Si tornò a parlare di missioni nelle acque di Freetown ai primi di dicembre, quando con il fallimento delle operazioni in comune nell’Atlantico settentrionale e in seguito a pressioni di alcuni ufficiali dello Stato Maggiore di Betasom, soprattutto del comandante Todaro, l’ammiraglio Dönitz convenne fosse giunto il momento di sperimentare l’impiego di alcuni nostri sommergibili in quell’area per farsi un’idea di quale sarebbe stato il loro rendimento rispetto a quello che riuscivano ad ottenere nell’Atlantico settentrionale. Pertanto, dopo accordi con l’ammiraglio Parona, fu  previsto che tre grandi sommergibili italiani sarebbero stati impiegati davanti a Freetown – dove le caratteristiche meteorologiche e climatiche erano loro più confacenti – per i seguenti due motivi: sganciarvi i sommergibili tedeschi e mantenere una certa pressione al sud con l’intento di crearvi una diversione, avente lo scopo di tenere frazionata e in allarme la difesa antisommergibile del nemico.

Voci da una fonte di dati
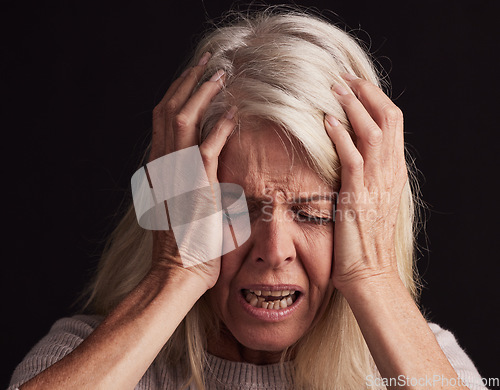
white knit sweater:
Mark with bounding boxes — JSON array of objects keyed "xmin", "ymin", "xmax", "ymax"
[{"xmin": 7, "ymin": 315, "xmax": 486, "ymax": 390}]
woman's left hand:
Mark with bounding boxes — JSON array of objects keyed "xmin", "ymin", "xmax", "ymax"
[{"xmin": 325, "ymin": 74, "xmax": 408, "ymax": 292}]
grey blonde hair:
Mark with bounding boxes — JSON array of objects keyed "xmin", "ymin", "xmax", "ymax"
[{"xmin": 84, "ymin": 9, "xmax": 418, "ymax": 390}]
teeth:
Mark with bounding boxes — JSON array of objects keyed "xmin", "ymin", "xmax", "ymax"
[{"xmin": 243, "ymin": 290, "xmax": 297, "ymax": 310}]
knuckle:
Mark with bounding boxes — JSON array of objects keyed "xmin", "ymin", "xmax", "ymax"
[
  {"xmin": 153, "ymin": 104, "xmax": 165, "ymax": 118},
  {"xmin": 343, "ymin": 94, "xmax": 357, "ymax": 106},
  {"xmin": 355, "ymin": 79, "xmax": 374, "ymax": 93},
  {"xmin": 344, "ymin": 154, "xmax": 363, "ymax": 173},
  {"xmin": 382, "ymin": 104, "xmax": 403, "ymax": 124},
  {"xmin": 164, "ymin": 99, "xmax": 179, "ymax": 116},
  {"xmin": 200, "ymin": 144, "xmax": 218, "ymax": 165},
  {"xmin": 366, "ymin": 128, "xmax": 383, "ymax": 146},
  {"xmin": 173, "ymin": 112, "xmax": 190, "ymax": 130}
]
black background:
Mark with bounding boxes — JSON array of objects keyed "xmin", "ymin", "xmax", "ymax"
[{"xmin": 0, "ymin": 0, "xmax": 500, "ymax": 386}]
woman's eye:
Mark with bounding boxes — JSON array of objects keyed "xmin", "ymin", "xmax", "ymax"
[{"xmin": 295, "ymin": 211, "xmax": 333, "ymax": 225}]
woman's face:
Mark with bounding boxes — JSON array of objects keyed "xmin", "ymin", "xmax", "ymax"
[{"xmin": 207, "ymin": 120, "xmax": 333, "ymax": 364}]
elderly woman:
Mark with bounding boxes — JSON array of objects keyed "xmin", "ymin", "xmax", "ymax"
[{"xmin": 6, "ymin": 6, "xmax": 483, "ymax": 390}]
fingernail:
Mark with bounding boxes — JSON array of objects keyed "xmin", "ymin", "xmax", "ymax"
[
  {"xmin": 226, "ymin": 106, "xmax": 238, "ymax": 119},
  {"xmin": 198, "ymin": 51, "xmax": 212, "ymax": 66},
  {"xmin": 326, "ymin": 114, "xmax": 340, "ymax": 127},
  {"xmin": 340, "ymin": 72, "xmax": 359, "ymax": 81},
  {"xmin": 333, "ymin": 84, "xmax": 349, "ymax": 95},
  {"xmin": 210, "ymin": 69, "xmax": 226, "ymax": 81}
]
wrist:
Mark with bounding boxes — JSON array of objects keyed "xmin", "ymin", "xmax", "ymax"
[
  {"xmin": 335, "ymin": 269, "xmax": 407, "ymax": 305},
  {"xmin": 147, "ymin": 263, "xmax": 209, "ymax": 304}
]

Dettagli esercizio
Riprendi, per favore, il brano sui sommergibili italiani davanti a Freetown e proseguilo a partire dall'ultima frase.

Risposta attesa
Il 22 dicembre del 1940, l’Alfredo Cappellini (capitano di corvetta Salvatore Todaro), al momento il solo sommergibile che avesse ultimato radicali lavori di trasformazione – riguardanti fra l’altro un maggiore snellimento dello scafo mediante abbassamento della torretta e delle camicie dei periscopi, l’aumento dell’autonomia e un maggiore stivaggio per i proiettili d’artiglieria e per i viveri – salpò dal porto intermedio di Le Verdon con destinazione Freetown e le Isole del Capo Verde. Passò a ponente di Oporto e procedendo con rotta a sud esplorò la rada di Funchal, nell’Isola di Madera e percorse la rotta fra Madera e le Canarie senza avvistare traffico nemico.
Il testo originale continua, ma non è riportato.